▸ **TASK INSTRUCTIONS**: Please return every entry below exactly as written, without any of its pictures.

====================

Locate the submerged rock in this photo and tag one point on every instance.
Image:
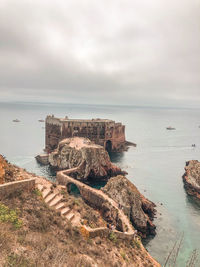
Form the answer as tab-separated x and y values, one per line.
86	159
139	209
191	178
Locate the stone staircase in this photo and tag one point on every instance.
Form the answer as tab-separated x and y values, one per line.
54	199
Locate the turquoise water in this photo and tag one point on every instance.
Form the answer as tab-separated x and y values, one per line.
155	166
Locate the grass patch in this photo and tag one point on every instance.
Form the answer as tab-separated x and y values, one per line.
9	215
136	243
112	237
37	192
15	260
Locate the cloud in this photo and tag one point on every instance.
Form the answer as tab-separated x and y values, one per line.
114	52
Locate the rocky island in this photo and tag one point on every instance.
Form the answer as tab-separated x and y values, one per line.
191	178
45	225
139	209
85	159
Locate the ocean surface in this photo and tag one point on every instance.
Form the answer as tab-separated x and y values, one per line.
155	166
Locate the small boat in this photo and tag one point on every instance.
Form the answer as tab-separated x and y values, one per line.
170	128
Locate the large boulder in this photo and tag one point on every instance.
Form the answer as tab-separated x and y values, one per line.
191	178
86	159
139	209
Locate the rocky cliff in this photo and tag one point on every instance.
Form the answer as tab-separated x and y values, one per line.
10	172
37	235
191	178
139	209
87	160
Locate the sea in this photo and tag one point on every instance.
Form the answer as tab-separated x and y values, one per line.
155	166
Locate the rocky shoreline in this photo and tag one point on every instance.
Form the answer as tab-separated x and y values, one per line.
139	209
191	178
46	235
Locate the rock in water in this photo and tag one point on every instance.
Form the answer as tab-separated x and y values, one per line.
139	209
87	160
191	178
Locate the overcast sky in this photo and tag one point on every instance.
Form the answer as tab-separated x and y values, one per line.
135	52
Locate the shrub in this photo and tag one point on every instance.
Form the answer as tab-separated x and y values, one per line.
37	192
136	243
9	215
123	254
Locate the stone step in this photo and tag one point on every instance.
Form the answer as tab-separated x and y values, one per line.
60	205
40	187
46	192
56	200
75	220
70	216
65	211
50	197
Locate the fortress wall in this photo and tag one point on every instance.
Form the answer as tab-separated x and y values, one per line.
98	131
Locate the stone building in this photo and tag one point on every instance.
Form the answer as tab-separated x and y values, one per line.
106	133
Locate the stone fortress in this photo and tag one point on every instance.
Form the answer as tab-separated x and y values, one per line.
107	133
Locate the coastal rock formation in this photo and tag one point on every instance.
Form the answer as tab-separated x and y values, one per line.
139	209
87	160
41	223
191	178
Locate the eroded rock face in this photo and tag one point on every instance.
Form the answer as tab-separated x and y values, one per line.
139	209
191	178
87	160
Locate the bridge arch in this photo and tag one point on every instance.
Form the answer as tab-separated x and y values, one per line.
72	188
108	146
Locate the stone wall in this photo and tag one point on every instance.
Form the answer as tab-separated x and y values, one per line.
99	200
10	188
107	133
105	232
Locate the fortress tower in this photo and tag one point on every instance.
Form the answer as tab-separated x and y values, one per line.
106	133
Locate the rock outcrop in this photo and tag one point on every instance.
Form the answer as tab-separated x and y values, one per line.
191	178
86	159
139	209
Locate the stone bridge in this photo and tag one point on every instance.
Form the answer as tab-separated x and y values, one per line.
98	199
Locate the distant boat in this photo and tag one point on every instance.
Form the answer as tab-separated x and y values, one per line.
170	128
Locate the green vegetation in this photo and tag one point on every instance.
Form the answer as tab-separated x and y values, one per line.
136	243
37	192
112	237
15	260
123	254
9	215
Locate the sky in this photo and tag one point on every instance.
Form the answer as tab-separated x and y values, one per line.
127	52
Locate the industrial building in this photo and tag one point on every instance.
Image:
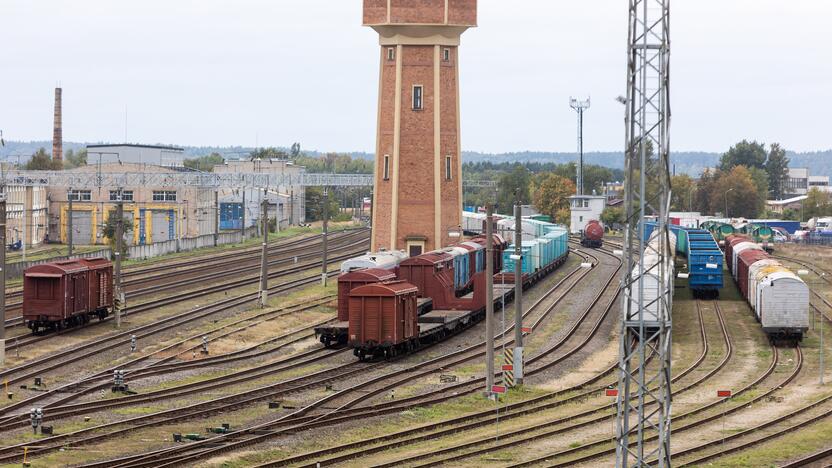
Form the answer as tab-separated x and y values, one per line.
158	213
26	214
157	155
242	206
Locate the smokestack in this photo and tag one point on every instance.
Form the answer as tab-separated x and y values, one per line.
57	132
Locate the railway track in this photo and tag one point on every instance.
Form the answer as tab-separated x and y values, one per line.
139	281
299	420
342	248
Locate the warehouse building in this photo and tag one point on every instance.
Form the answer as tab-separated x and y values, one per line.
26	214
157	155
157	213
243	205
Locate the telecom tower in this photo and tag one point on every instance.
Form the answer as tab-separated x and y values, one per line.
580	107
644	398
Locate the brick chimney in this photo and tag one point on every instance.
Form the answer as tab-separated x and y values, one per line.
57	131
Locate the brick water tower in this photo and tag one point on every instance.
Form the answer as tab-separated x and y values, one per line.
417	196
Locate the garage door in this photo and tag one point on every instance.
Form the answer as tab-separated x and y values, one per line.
163	226
81	227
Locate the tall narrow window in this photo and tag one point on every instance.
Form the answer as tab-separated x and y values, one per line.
417	97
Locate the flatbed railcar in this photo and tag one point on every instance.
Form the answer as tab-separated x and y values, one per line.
703	255
370	332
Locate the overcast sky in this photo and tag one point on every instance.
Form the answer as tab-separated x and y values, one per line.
270	72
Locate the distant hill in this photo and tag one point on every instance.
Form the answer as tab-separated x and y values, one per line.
686	162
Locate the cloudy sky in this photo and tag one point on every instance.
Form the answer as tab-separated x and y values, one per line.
270	72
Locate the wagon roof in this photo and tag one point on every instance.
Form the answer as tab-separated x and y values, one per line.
57	268
378	274
429	258
390	288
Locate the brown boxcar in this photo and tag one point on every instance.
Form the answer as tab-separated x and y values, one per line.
349	281
60	294
383	319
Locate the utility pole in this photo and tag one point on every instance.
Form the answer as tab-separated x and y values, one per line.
264	262
580	107
69	222
325	212
216	217
489	299
644	392
518	293
119	247
243	215
3	277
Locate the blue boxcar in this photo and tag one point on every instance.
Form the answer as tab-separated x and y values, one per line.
704	258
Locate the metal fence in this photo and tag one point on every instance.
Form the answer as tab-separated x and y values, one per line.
141	252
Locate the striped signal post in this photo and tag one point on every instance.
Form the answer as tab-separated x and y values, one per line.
518	294
489	299
508	368
3	281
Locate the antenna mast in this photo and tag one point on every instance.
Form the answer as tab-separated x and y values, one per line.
644	397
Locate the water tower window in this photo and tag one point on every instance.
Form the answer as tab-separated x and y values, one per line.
417	97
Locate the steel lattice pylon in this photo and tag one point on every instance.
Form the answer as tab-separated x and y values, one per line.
644	398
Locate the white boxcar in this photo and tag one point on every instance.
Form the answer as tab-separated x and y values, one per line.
387	260
783	304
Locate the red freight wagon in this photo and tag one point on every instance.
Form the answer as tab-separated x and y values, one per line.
66	293
730	242
349	281
383	315
744	261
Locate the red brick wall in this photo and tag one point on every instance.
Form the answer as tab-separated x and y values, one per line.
417	11
462	12
416	152
375	11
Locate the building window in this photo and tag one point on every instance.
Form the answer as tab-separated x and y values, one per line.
417	97
79	195
164	195
126	195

====================

▸ **RESPONSE TO THIS EXERCISE**:
Locate the submerged rock in this photo and tag one point on every instance.
Image:
Form the answer as tab-separated x and y values, one per line.
86	159
139	209
191	178
Locate the stone staircase in this photo and tag one point on every instance.
Form the answer as tab-separated x and y values, one per line.
54	199
Locate the turquoise water in this photo and tag one point on every instance.
Form the answer as tab-separated x and y values, one per line.
155	166
Locate the grass patch in this photo and tag one point on every instance.
Form the answer as tab-separated x and y values, one per line.
9	215
136	243
112	237
37	192
15	260
Locate the cloud in this photo and tag one point on every instance.
Form the answer as tab-separated x and y values, one per line.
114	52
Locate the rocky island in this photo and tag one point on every instance.
Form the answer as tab-separated x and y values, one per line.
191	178
45	225
139	209
85	159
Locate the ocean surface in this photo and tag one point on every instance.
Form the answer as tab-separated x and y values, one per line.
155	166
Locate the small boat in this photo and tag one point on every instance.
Form the answer as tab-separated x and y values, one per line.
170	128
Locate the large boulder in this photo and tag one point on every instance.
Form the answer as tab-separated x and y values, one per line.
191	178
86	159
139	209
Locate the rocky cliff in this photo and tag one point on every instance.
Form the answer as tab-separated x and y values, one per line.
10	172
37	235
191	178
139	209
87	160
Locate the sea in this photo and tag one point on every instance.
Form the answer as tab-separated x and y values, one per line.
155	166
Locate the rocky shoreline in this photo and tag one point on every instance.
Form the answer as tab-separated x and y values, one per line.
139	209
191	178
46	235
Locate the rock in water in this photo and tag one point on every instance.
Form the answer as tab-separated x and y values, one per line.
139	209
87	160
191	178
Locate the overcast sky in this photo and tag one point on every instance.
Form the answer as tab-separated x and y values, one per line.
135	52
Locate the shrub in this photo and tag one point on every instance.
Form the answer as tab-separated x and y values, one per line.
37	192
136	243
9	215
123	254
Locate the stone step in this photo and tag one point on every instance.
Form the answer as tab-separated x and y values, one per line.
60	205
40	187
46	192
56	200
75	220
70	216
65	211
50	197
Locate the fortress wall in this photo and tag one point on every instance.
Form the answer as tab-separated x and y values, one per line.
98	131
Locate the stone building in this photo and tag one point on every instance.
Form the answer as tab-separated x and y values, one per line.
106	133
Locate the stone fortress in this photo and tag one point on every instance.
Form the answer as tab-separated x and y values, one per line.
107	133
Locate the coastal rock formation in this photo and tag one point on every instance.
Form the answer as tab-separated x and y values, one per line.
139	209
87	160
41	223
191	178
Locate the eroded rock face in this photo and tag one point on every instance.
Form the answer as tab-separated x and y values, one per line.
139	209
191	178
87	160
Locate the bridge arch in this photo and tag one point on every instance.
Form the answer as tab-separated x and y values, one per line.
72	188
108	146
Locate the stone wall in this photo and tag one point on every instance.
Form the answer as tab-separated x and y values, one per line.
99	200
10	188
107	133
105	232
Locate the fortress tower in this photo and tag one point on every instance.
Form the answer as tab-separated x and y values, one per line.
106	133
Locate the rock outcrop in this photo and tag one point on every instance.
Form the answer as tab-separated x and y values, one per line.
191	178
86	159
139	209
Locate the stone bridge in this photo and tag one point on every instance.
Form the answer as tab-separated x and y values, one per line.
98	199
Locate the distant boat in this photo and tag one point on every instance.
Form the answer as tab-separated x and y values, one per line.
170	128
Locate the green vegetation in this photo and tag one point on every instance.
Form the answer as tab-separated x and y values, one per line.
136	243
37	192
112	237
15	260
123	254
9	215
Locate the sky in this photo and tag one point on every instance.
Form the answer as tab-separated x and y values, one per line.
127	52
Locate the industrial building in this photo and tag one point on every instance.
Image:
Form the answer as tab-separated x and y values, one per line.
158	213
26	214
157	155
242	206
Locate the smokestack in this photo and tag one point on every instance.
Form the answer as tab-separated x and y values, one per line.
57	132
Locate the railway track in this photo and tag one point on every instance.
Form the answer as tab-separated x and y values, one per line.
139	281
299	420
342	248
Locate the warehouse building in this photo and tag one point on every instance.
Form the answer as tab-separated x and y values, one per line.
26	214
157	155
157	213
243	205
Locate the telecom tower in this photo and tag one point on every instance.
Form the answer as tab-separated x and y values, one per line.
580	107
644	398
Locate the brick chimney in this photo and tag one point on every instance.
Form the answer as tab-separated x and y values, one per line.
57	131
Locate the brick water tower in this photo and tag one point on every instance.
Form the answer as tab-separated x and y values, one per line.
417	196
Locate the garage door in this photo and tag one point on every instance.
Form the answer as tab-separated x and y values, one per line.
163	226
81	227
Locate the tall narrow window in this photo and tag one point on every instance.
Form the answer as tab-separated x and y values, one per line.
417	97
Locate the flatbed railcar in this photo and tag one point on every instance.
Form the answer as tab-separated x and y values, one per line.
703	255
370	332
Locate the overcast sky in this photo and tag one point on every instance.
Form the answer as tab-separated x and y values, one per line.
270	72
Locate the distant hill in this photo and tag one point on every instance.
Form the answer as tab-separated x and y values, one per line.
686	162
Locate the cloudy sky in this photo and tag one point on every instance.
Form the answer as tab-separated x and y values, one per line.
270	72
Locate the wagon roof in this photo and tag one point on every instance.
Form the answer as tab-separated x and y values, one per line.
57	268
378	274
429	258
390	288
Locate the brown boxcar in this photo and tag one point on every instance.
Form the answer as tab-separated x and y values, one per line.
349	281
60	294
383	319
Locate the utility pole in this photo and tag one point on every instance.
Form the answer as tab-separated x and y values, one per line.
264	262
580	107
69	222
325	212
216	217
489	299
644	392
518	293
119	247
243	215
3	277
Locate the blue boxcar in this photo and tag one point on every instance.
Form the answer as tab-separated x and y values, one per line.
704	258
Locate the metal fence in this photo and tag one point on every instance.
Form the answer as tab-separated x and y values, one per line.
141	252
Locate the striped signal post in this photo and tag one point on every instance.
Form the answer as tab-separated x and y values, one per line.
518	294
489	299
508	368
3	281
Locate the antenna mast in this photo and tag one point on every instance.
Form the answer as tab-separated x and y values, one per line.
644	397
Locate the water tower window in this photo and tag one point on every instance.
Form the answer as tab-separated x and y values, one per line.
417	97
Locate the steel lattice pylon in this photo and tag one point on every instance.
Form the answer as tab-separated x and y values, one per line.
644	398
Locate the white boxcar in this photo and tag one point on every instance.
Form the answer as tab-separated x and y values, one per line.
387	260
783	304
Locate the red freight wagon in this photo and tag one point on every instance.
Form the answer as tab-separated x and y values, one per line.
66	293
730	242
349	281
383	315
744	261
Locate the red brick wall in this photo and tag one point on every instance.
Form the answer as tab-separated x and y values, one per line.
417	11
462	12
416	152
375	11
Locate the building window in this photo and tag one point on every instance.
Form the answer as tab-separated x and y values, one per line.
417	97
79	195
164	195
126	195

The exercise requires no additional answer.